Could you write out every record below exactly, leaving the pictures out?

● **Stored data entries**
[Start of section]
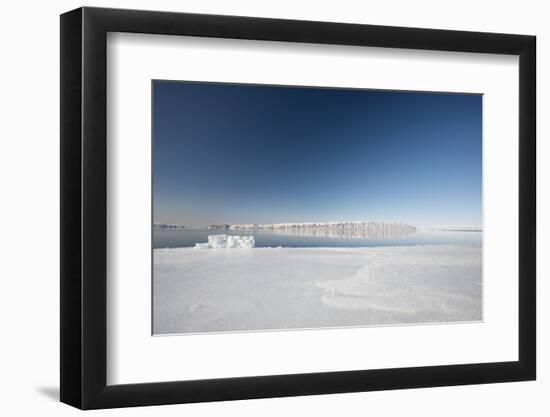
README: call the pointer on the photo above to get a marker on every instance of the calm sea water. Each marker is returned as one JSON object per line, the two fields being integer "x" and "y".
{"x": 187, "y": 238}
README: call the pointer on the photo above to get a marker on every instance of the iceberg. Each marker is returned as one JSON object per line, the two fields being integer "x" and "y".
{"x": 227, "y": 241}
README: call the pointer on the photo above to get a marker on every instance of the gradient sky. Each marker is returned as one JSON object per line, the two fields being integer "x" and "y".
{"x": 234, "y": 153}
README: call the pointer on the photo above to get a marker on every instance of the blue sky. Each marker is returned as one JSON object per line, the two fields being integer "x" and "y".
{"x": 234, "y": 153}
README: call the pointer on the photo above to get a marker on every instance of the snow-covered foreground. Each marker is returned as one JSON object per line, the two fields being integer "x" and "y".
{"x": 292, "y": 288}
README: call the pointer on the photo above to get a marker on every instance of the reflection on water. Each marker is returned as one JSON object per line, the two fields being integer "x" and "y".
{"x": 167, "y": 238}
{"x": 343, "y": 233}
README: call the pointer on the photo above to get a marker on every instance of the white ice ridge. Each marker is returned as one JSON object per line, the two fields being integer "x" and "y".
{"x": 227, "y": 241}
{"x": 338, "y": 225}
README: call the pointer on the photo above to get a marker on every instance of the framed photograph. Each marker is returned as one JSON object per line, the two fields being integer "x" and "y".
{"x": 258, "y": 208}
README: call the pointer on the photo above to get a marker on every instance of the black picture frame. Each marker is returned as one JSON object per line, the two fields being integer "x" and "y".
{"x": 84, "y": 208}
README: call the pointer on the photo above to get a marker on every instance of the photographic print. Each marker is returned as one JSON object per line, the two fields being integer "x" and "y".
{"x": 290, "y": 207}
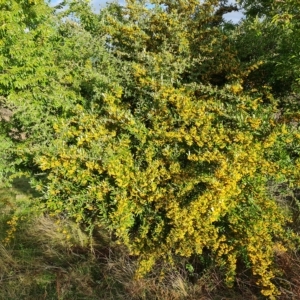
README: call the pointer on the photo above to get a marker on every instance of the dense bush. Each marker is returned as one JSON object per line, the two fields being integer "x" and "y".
{"x": 151, "y": 121}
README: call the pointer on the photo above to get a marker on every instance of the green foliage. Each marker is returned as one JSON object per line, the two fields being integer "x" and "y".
{"x": 160, "y": 129}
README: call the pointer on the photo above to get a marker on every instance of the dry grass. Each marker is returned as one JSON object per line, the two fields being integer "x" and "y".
{"x": 52, "y": 258}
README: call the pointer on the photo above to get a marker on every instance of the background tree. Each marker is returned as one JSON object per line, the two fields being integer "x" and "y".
{"x": 159, "y": 130}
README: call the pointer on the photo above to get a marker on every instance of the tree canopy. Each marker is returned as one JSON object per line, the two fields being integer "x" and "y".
{"x": 159, "y": 121}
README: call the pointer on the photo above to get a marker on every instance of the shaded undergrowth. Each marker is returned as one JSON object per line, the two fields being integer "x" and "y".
{"x": 42, "y": 257}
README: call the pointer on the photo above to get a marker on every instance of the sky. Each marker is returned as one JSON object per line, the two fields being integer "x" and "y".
{"x": 234, "y": 16}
[End of section]
● **Finished exercise**
README: call the pointer on the photo above to get a marker on every instance of the calm sea water. Each marker is returned as one JSON object per line, the two fields being integer "x" and "y".
{"x": 187, "y": 238}
README: call the pointer on the photo above to get a marker on every instance of the iceberg. Each marker is returned as one JSON object per line, the two fields being integer "x" and "y".
{"x": 227, "y": 241}
README: call the pointer on the photo above to get a marker on every instance of the gradient sky. Each marker is returned as one JSON object per line, the two fields being integer "x" and "y".
{"x": 234, "y": 153}
README: call the pointer on the photo above to get a marker on every instance of the blue sky. Each marker is returned as one JSON object per line, the two fields being integer "x" and "y".
{"x": 234, "y": 153}
README: call the pointer on the photo above to get a marker on every instance of the snow-covered foreground. Each marker is returned as one JSON object per line, the two fields being integer "x" and "y".
{"x": 292, "y": 288}
README: call the pointer on the photo above to get a marker on every instance of the reflection on water. Each marker is returned as one JSON object per line, the two fields being integer "x" and "y".
{"x": 167, "y": 238}
{"x": 343, "y": 233}
README: call the pointer on the photo above to get a marker on every instance of the white ice ridge. Each marker is returned as one JSON object per line, the two fields being integer "x" and "y".
{"x": 227, "y": 241}
{"x": 338, "y": 225}
README: call the pointer on the photo above to get a marker on every instance of the framed photograph. Each marker is returned as one JSON object per line, the two fields being integer "x" and "y".
{"x": 258, "y": 208}
README: call the pointer on the photo above to get a marker on every instance of the black picture frame. Each marker is returned as one JSON object per line, the two fields being integer "x" and "y".
{"x": 84, "y": 208}
README: call the pointer on the photo above to get a marker on every instance of the photographic print. Each marker is returned as one JSON object per line, the two fields being integer "x" and "y".
{"x": 290, "y": 207}
README: call the pointer on the photo above to get a marker on every instance of the dense bush. Each marker is returned as one JSON object per line, the two fields being integer "x" and "y".
{"x": 151, "y": 121}
README: call the pointer on the photo above to get a marker on every instance of the green foliage. Each marker is returned as one JSON object per line, the two fields being integer "x" and "y".
{"x": 160, "y": 129}
README: call the pointer on the photo above to get a marker on every instance of the dry grass. Each marker is returned as one JSON object per line, the two fields being integer "x" and "y".
{"x": 52, "y": 258}
README: call the pointer on the photo above to get a marker on every instance of the background tree. Each marker is returned as one JSON object per line, the two fields being integer "x" and "y".
{"x": 159, "y": 130}
README: call the pointer on the photo above to get a marker on every instance of the tree canopy. Each marker is returned as one JSON object per line, the two fields being integer "x" and "y".
{"x": 159, "y": 121}
README: call the pointer on the photo above to get a marker on every instance of the shaded undergrowth. Each marker is returned as one JSON object per line, the two fields being integer "x" and "y".
{"x": 42, "y": 257}
README: call the pointer on the photo above to get a marker on every instance of the sky. Each marker is returned as one JSON object per line, the two fields being integer "x" and "y".
{"x": 234, "y": 16}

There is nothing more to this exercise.